• _Supplied passage_:
We then calculate the LDOS on different sites of the Wilson chain, as shown in Fig. 3f, g. For y being close to the impurity, two in-gap states emerge, due to the coupling of the impurity to the conduction and valence band electrons. With tuning y away from the impurity, the LDOS from the impurity states decreases and that from the bulk states increases. For large y, only the LDOS of the low-energy bulk states are left, which are located around the gap energy, as shown in Fig. 3g. The LDOS shown in Fig. 3f, g is qualitatively in analogy with the projected LDOS in Fig. 3c, d, implying the similarity between the imaginary in-gap states and the impurity physics.

Distinct dynamical behaviors of imaginary in-gap states

Despite the similarity, the imaginary in-gap states also exhibit some distinct features. First, since the LDOS peaks of imaginary in-gap states are located in the complex energy plane with ϵ_i ≠ 0, they can persist even if their real parts of eigenenergies are immersed in the bulk continuum (see Supplementary Note 2). This explains the existence of the “tail states" observed in Fig. 1b. Second, the imaginary in-gap states exhibit unusual dynamical behaviors absent in the Hermitian systems, as a result of their imaginary eigenenergies. Under time evolution, the amplitude of an imaginary in-gap state either grows or decays, depending on the sign of γ (see Supplementary Note 3). This is a reflection of the non-Hermitian nature of the imaginary in-gap states, in contrast with the conventional impurity states.

• _Extracted records_:

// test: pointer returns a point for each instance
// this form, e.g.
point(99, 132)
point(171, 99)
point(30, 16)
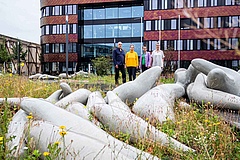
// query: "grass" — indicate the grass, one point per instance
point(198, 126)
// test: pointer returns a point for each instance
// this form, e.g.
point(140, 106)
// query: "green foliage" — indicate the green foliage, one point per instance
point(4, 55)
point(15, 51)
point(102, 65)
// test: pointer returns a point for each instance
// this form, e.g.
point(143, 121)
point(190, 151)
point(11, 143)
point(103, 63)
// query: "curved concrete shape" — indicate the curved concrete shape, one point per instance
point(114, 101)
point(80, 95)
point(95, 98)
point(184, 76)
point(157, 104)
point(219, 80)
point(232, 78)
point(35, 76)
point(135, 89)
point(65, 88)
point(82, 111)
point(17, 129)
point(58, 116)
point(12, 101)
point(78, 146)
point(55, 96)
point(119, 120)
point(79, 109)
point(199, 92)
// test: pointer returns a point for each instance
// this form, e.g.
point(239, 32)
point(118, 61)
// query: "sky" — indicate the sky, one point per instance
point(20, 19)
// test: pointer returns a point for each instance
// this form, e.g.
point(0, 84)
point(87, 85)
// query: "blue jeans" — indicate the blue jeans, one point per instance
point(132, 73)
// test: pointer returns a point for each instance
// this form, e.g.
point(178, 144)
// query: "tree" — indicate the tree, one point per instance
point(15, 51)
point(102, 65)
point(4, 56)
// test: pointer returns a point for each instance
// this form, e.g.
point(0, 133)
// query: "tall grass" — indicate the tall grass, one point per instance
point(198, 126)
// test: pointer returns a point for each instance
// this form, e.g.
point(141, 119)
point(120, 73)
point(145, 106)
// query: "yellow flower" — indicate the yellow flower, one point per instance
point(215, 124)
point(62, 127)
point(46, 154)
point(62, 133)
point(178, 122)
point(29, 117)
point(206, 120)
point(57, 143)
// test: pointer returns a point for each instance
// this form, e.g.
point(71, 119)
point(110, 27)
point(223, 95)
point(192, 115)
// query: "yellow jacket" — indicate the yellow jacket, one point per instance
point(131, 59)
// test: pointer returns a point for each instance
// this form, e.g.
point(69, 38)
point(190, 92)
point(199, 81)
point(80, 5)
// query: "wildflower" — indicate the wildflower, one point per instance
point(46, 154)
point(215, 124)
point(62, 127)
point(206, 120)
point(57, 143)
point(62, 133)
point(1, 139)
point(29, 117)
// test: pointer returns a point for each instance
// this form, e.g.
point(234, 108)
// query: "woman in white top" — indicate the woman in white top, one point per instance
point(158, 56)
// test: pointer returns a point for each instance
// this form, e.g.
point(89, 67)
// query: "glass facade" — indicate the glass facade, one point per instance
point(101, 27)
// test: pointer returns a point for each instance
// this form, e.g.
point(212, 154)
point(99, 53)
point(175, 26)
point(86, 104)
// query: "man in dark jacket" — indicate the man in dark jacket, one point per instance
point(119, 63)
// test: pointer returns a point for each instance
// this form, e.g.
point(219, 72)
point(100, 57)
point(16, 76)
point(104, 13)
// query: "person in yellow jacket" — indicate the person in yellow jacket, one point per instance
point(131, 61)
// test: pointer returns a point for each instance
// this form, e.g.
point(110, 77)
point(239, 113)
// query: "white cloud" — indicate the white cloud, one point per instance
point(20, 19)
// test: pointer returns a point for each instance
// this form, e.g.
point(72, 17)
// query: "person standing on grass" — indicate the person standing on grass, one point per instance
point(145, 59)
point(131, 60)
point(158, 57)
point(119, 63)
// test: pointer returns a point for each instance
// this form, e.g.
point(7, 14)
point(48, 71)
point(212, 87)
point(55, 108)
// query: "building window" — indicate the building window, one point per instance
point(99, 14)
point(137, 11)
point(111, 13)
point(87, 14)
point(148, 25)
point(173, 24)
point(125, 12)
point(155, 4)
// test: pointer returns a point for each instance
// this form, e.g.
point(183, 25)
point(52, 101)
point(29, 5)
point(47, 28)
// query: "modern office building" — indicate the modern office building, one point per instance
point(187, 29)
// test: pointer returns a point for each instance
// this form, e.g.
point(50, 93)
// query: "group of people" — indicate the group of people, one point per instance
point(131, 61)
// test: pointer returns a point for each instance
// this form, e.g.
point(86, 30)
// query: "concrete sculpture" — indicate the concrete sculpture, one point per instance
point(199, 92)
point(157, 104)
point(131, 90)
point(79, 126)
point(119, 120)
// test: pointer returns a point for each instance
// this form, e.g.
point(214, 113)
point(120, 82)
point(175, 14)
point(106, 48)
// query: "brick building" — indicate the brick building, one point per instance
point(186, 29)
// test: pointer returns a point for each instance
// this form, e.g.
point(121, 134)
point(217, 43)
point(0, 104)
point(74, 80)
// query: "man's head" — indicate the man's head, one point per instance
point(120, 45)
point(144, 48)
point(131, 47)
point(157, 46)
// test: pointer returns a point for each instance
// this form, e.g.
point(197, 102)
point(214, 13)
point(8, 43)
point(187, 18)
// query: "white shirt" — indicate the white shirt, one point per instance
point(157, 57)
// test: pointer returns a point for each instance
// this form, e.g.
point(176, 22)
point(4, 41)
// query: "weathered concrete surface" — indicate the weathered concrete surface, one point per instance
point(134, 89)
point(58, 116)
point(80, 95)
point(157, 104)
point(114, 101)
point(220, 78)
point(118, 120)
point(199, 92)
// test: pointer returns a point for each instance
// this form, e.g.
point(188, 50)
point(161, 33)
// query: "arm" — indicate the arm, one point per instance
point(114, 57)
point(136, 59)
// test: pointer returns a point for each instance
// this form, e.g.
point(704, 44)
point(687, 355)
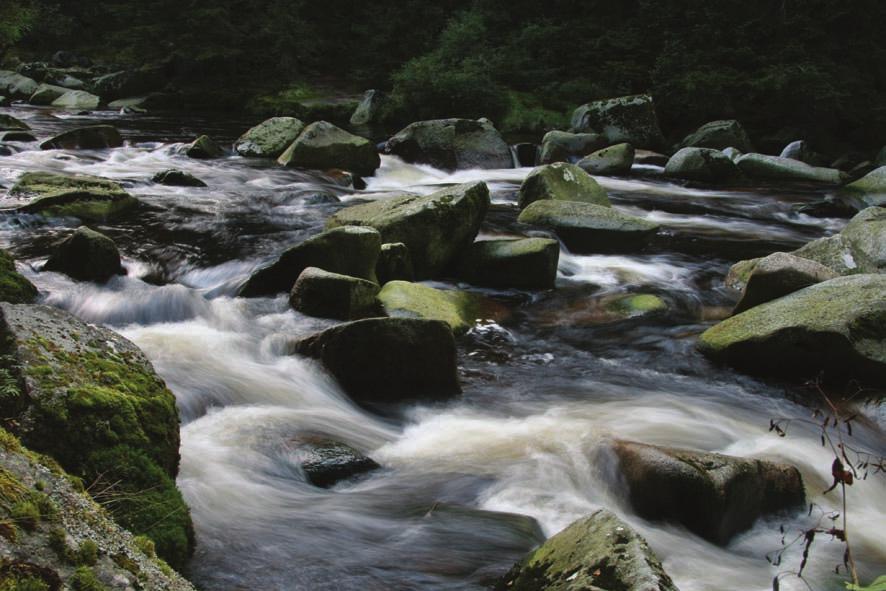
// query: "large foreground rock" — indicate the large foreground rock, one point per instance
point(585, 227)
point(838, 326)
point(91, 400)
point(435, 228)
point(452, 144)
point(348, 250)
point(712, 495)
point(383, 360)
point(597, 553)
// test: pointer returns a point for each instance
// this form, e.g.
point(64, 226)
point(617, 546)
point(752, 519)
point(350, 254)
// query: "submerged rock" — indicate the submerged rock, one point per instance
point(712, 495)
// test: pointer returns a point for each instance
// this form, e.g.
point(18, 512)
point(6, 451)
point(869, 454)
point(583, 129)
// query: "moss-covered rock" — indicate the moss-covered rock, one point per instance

• _Exercise task A_: From the passage on imaginary in-gap states, reproduce the part that begins at the words "Distinct dynamical behaviors" and stops after "conventional impurity states.".
• _Exercise task B_: In the passage on imaginary in-gap states, what determines whether the amplitude of an imaginary in-gap state grows or decays under time evolution?
The rows were taken from a separate source.

• _Complete answer A_:
Distinct dynamical behaviors of imaginary in-gap states

Despite the similarity, the imaginary in-gap states also exhibit some distinct features. First, since the LDOS peaks of imaginary in-gap states are located in the complex energy plane with ϵ_i ≠ 0, they can persist even if their real parts of eigenenergies are immersed in the bulk continuum (see Supplementary Note 2). This explains the existence of the “tail states" observed in Fig. 1b. Second, the imaginary in-gap states exhibit unusual dynamical behaviors absent in the Hermitian systems, as a result of their imaginary eigenenergies. Under time evolution, the amplitude of an imaginary in-gap state either grows or decays, depending on the sign of γ (see Supplementary Note 3). This is a reflection of the non-Hermitian nature of the imaginary in-gap states, in contrast with the conventional impurity states.

• _Complete answer B_: The sign of γ.